Update the following lines so that "one point per instance" becomes "a single point for every instance" each time it occurs, and keep all other wording as is.

— Dataset records —
··········
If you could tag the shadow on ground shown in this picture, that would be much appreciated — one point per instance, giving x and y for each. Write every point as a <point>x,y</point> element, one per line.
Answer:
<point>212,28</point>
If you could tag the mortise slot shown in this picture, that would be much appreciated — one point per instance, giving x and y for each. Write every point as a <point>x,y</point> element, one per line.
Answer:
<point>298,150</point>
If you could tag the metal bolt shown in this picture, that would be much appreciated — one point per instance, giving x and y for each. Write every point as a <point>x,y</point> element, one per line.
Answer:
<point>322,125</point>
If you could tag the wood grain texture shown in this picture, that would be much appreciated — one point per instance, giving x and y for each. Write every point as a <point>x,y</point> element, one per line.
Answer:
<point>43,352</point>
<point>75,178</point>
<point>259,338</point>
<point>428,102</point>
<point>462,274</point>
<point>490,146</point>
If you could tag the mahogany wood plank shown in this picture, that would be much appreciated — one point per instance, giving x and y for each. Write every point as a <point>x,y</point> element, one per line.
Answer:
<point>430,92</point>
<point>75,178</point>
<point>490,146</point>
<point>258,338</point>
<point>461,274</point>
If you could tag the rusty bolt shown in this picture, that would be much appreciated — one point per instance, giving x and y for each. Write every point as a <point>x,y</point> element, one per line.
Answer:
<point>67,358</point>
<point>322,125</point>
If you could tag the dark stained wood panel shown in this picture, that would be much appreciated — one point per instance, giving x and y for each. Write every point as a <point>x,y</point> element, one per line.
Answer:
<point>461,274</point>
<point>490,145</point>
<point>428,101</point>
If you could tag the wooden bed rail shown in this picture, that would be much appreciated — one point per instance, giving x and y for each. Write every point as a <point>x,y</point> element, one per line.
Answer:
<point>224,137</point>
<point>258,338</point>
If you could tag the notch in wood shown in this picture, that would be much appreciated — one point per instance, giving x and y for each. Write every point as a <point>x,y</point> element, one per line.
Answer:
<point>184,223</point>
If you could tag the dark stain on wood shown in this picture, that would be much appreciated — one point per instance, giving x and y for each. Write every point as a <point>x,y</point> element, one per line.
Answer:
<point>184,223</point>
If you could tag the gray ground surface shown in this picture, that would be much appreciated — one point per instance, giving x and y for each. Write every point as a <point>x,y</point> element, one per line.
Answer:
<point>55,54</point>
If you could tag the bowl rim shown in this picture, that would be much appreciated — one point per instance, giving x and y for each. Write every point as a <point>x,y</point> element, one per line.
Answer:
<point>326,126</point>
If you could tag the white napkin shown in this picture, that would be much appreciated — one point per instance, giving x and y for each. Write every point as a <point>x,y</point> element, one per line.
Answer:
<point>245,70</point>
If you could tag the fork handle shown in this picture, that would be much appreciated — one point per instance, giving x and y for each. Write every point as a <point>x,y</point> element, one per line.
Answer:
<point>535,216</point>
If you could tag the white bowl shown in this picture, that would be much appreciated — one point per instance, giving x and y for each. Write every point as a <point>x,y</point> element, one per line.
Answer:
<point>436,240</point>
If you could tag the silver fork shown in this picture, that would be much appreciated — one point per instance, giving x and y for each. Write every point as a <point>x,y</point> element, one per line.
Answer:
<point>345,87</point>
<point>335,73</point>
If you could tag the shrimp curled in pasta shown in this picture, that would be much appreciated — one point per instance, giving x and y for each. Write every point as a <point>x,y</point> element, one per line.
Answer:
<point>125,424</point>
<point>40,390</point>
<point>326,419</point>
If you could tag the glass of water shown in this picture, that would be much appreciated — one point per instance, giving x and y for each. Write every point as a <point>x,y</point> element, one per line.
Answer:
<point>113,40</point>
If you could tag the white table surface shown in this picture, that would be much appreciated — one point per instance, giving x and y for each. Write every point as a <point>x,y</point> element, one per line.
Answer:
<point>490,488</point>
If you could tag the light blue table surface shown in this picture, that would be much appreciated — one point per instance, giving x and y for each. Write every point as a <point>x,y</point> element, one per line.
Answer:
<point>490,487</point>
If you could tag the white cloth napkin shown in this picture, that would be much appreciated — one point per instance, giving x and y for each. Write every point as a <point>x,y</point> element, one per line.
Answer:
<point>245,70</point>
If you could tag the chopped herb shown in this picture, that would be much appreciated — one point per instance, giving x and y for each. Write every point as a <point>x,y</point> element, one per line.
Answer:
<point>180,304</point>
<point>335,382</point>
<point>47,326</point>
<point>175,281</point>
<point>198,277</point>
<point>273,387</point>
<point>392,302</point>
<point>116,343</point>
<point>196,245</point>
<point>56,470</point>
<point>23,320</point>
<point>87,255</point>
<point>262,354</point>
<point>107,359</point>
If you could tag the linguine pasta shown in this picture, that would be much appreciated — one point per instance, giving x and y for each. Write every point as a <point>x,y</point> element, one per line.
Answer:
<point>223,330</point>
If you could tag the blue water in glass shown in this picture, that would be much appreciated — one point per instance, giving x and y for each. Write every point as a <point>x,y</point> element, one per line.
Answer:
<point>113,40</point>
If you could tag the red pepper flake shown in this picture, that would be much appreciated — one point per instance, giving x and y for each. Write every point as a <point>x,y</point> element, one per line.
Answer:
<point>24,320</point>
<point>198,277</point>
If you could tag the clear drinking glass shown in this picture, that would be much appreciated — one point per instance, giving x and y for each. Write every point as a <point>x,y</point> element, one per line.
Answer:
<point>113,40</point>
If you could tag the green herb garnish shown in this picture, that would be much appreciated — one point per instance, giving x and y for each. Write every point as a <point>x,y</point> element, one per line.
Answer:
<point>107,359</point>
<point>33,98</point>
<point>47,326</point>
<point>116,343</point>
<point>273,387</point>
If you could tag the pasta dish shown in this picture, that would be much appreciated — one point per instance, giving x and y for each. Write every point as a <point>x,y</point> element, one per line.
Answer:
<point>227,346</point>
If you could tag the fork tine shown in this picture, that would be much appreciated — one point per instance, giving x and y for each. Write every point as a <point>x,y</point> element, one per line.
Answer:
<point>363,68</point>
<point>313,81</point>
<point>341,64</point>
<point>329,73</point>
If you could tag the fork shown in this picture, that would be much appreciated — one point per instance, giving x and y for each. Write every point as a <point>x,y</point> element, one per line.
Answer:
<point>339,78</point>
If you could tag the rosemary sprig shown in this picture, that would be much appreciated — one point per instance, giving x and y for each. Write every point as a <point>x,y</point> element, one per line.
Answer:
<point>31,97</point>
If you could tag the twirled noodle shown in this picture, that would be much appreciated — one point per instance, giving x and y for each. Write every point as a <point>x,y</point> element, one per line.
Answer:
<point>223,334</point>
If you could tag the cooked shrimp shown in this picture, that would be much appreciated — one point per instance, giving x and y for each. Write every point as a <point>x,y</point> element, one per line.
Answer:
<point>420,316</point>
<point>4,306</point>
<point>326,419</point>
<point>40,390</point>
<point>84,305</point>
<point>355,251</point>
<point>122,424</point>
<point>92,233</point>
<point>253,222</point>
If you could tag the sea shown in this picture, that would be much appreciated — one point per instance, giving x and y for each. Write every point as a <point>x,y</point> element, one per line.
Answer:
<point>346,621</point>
··········
— Finished exercise —
If you could tag the shadow on ground shown in this picture, that would be much appreciated — a single point for every instance, giving x and y for each. Write every point as a <point>x,y</point> element, one per line.
Answer:
<point>212,28</point>
If you could tag the mortise slot shown in this picture, that would be much appreciated — a single point for every instance, giving x and y for each. Write every point as a <point>x,y</point> element, one per line.
Answer:
<point>298,150</point>
If you could tag the metal bolt shown in this picture, that would be much appreciated — a single point for every instance, giving x and y for each. Write every point as a <point>x,y</point> element, one per line.
Answer:
<point>322,125</point>
If you could tag the wood grain texture shown in this picture, that would be much appreciated — a single point for every instance, giving x and y for each. Write every point as a <point>x,y</point> element, one per line.
Answer:
<point>43,352</point>
<point>75,178</point>
<point>259,338</point>
<point>428,102</point>
<point>462,274</point>
<point>490,146</point>
If you could tag the mahogany wood plank shown in this picture, that would be much appreciated — a single point for every instance, giving x and y for each. Write every point as a <point>x,y</point> element, one per line.
Answer:
<point>430,92</point>
<point>75,178</point>
<point>490,146</point>
<point>258,338</point>
<point>461,274</point>
If you could tag the rusty bolt shown in this picture, that would be much appreciated — a single point for every instance, giving x and y for each. Write every point as a <point>x,y</point> element, one per line.
Answer:
<point>67,358</point>
<point>322,125</point>
If you could tag the dark stained wood panel shown in this picture, that would be much appreciated — a single point for every instance, giving x and y for each. Write every point as a <point>x,y</point> element, one per line.
Answer:
<point>461,274</point>
<point>490,145</point>
<point>428,101</point>
If you could tag the wooden bed rail shown in this picture, that would be much appreciated — a single point for every instance, giving x and y for each. Write every point as a <point>x,y</point> element, one per line.
Answer:
<point>224,137</point>
<point>258,338</point>
If you could tag the notch in wood shown in this picture, that would be much appreciated — a single point for every instance, giving x and y for each. Write every point as a <point>x,y</point> element, one per line.
Answer:
<point>184,223</point>
If you could tag the dark stain on wood shown in this picture, that would be much appreciated — a single point for every instance, giving x and y for each. Write every point as a <point>x,y</point> element, one per line.
Answer:
<point>184,223</point>
If you could tag the gray ground surface shown in this picture, that would be much appreciated — a single point for every instance, giving x and y for each. Write every point as a <point>x,y</point> element, one per line.
Answer:
<point>55,54</point>
If you could tag the bowl rim shown in this picture, that would be much appreciated — a single point for every instance, giving x and y for each. Write every point as a <point>x,y</point> element, one per line.
Answer:
<point>326,126</point>
If you could tag the white napkin shown in this picture, that would be much appreciated — a single point for every instance, giving x and y for each. Write every point as a <point>x,y</point> element, one per line.
Answer:
<point>245,70</point>
If you could tag the fork handle shown in this picture, that would be much appreciated — a single point for every instance, giving x and y for each. Write every point as a <point>x,y</point> element, one per line.
Answer:
<point>535,216</point>
If you could tag the white bowl shown in this picture, that would be much appreciated — a single point for every instance, giving x and y for each. Write every point as a <point>x,y</point> element, one per line.
Answer:
<point>436,240</point>
If you could tag the silver fork shown in this picture, that would be much appreciated — a single point for every instance, giving x and y for each. Write every point as a <point>x,y</point> element, one per line.
Answer:
<point>345,87</point>
<point>335,73</point>
If you could tag the shrimp curled in pasta shown in this picture, that would be much appreciated — a single point for every instance, giving x and y for each. Write every point as a <point>x,y</point> element, one per line.
Answer:
<point>125,424</point>
<point>40,390</point>
<point>326,419</point>
If you could tag the glass of water shown in this picture, that would be much appreciated — a single point for every instance, giving x and y for each. Write every point as a <point>x,y</point> element, one per line.
Answer:
<point>113,40</point>
If you could tag the white table surface shown in this picture, that would be much appreciated — a single point for every instance, giving x and y for each. Write every point as a <point>x,y</point> element, one per line.
Answer:
<point>490,488</point>
If you could tag the light blue table surface shown in this picture, that would be much appreciated — a single point for every instance, giving x and y for each. Write every point as a <point>x,y</point> element, one per line.
Answer:
<point>490,487</point>
If you could tag the white cloth napkin shown in this picture, that would be much appreciated — a single point for every instance, giving x and y for each. Write every point as a <point>x,y</point> element, one per line.
Answer:
<point>245,70</point>
If you could tag the chopped herb shown in this picture, that would be much appreciated — a single point for every instance, giving x and y for each. Write every point as a <point>x,y</point> element, one per line.
Answer:
<point>180,304</point>
<point>335,382</point>
<point>47,326</point>
<point>175,281</point>
<point>198,277</point>
<point>273,387</point>
<point>392,302</point>
<point>116,343</point>
<point>196,245</point>
<point>56,470</point>
<point>23,320</point>
<point>87,255</point>
<point>262,354</point>
<point>107,359</point>
If you could tag the linguine pasta shown in this picture, that would be much appreciated — a single point for every instance, giving x and y for each. Write every point as a <point>x,y</point> element, one per line.
Answer:
<point>223,330</point>
If you could tag the blue water in glass shown in this picture, that would be much appreciated — a single point for every instance, giving x and y for each. Write every point as a <point>x,y</point> element, one per line.
Answer:
<point>113,40</point>
If you could tag the red pepper flake shown in this picture, that would be much appreciated — a single point for every instance, giving x and y for each. Write every point as a <point>x,y</point> element, one per line.
Answer:
<point>24,320</point>
<point>198,277</point>
If you could tag the clear drinking glass shown in this picture, that would be much appreciated — a single point for every instance, giving x and y for each. Write every point as a <point>x,y</point> element, one per line.
Answer:
<point>113,40</point>
If you could tag the green herb garnish shown in this picture, that would be much appreciated — a single point for every instance, giving x and y for each. Write every point as a <point>x,y</point> element, one per line.
Answer:
<point>107,359</point>
<point>33,98</point>
<point>47,326</point>
<point>116,343</point>
<point>273,387</point>
If you could tag the pasta dish shown in this picture, that would be much appreciated — a single point for every instance, giving x and y for each. Write every point as a <point>x,y</point> element, one per line.
Answer:
<point>227,346</point>
If you could tag the fork tine shown in this picture, that would be much appreciated — a single point for every instance, giving x and y for each. Write every point as a <point>x,y</point> element, one per line.
Answer:
<point>363,68</point>
<point>313,81</point>
<point>341,64</point>
<point>329,73</point>
If you could tag the fork shown in this picture, that would be much appreciated — a single point for every instance, giving x and y for each. Write every point as a <point>x,y</point> element, one per line.
Answer:
<point>339,78</point>
If you could tag the rosemary sprig shown in this picture, that would be much appreciated — a single point for every instance, giving x and y for each. Write every point as a <point>x,y</point> element, one per line.
Answer:
<point>31,97</point>
If you could tag the twirled noodle shown in this picture, that would be much appreciated — a single point for every instance, giving x and y for each. Write every point as a <point>x,y</point> element, one per line.
Answer:
<point>223,334</point>
If you could tag the cooked shrimp shown in this picture, that would be much appreciated — a single point for every instance, giving x and y for each. Write every point as a <point>x,y</point> element, one per line.
Answer:
<point>420,316</point>
<point>4,306</point>
<point>326,419</point>
<point>40,390</point>
<point>84,305</point>
<point>355,251</point>
<point>122,424</point>
<point>92,233</point>
<point>253,222</point>
If you could tag the sea shown in this picture, that would be much appreciated — a single point for every instance, giving x and y for each. Write every point as a <point>x,y</point> element, one per line.
Answer:
<point>346,621</point>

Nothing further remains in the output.